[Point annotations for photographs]
* * *
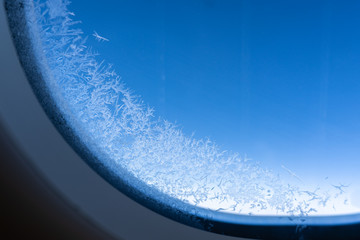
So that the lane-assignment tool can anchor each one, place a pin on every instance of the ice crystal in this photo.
(104, 111)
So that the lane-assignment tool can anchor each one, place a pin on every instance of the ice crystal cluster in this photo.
(116, 123)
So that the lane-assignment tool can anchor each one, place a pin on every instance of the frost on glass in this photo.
(114, 122)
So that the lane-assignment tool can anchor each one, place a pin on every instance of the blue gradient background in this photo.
* * *
## Objective
Copy every one of the lines above word for word, leaving the pictures out.

## Reply
So that the lane-assignment tool can anchor each one, place a pin on every instance of the ice crystal in this photo.
(104, 111)
So that the lane-assignment tool can anchor each one, place a pin on every instance of the ice crystal cluster in this photo.
(116, 123)
So that the lane-assignment tool can anchor each one, place a pin on every instance of the frost on glass in this photo.
(114, 122)
So that the lane-assignment tool can anchor each one, place a pin on every instance of the blue gradient background in this photo.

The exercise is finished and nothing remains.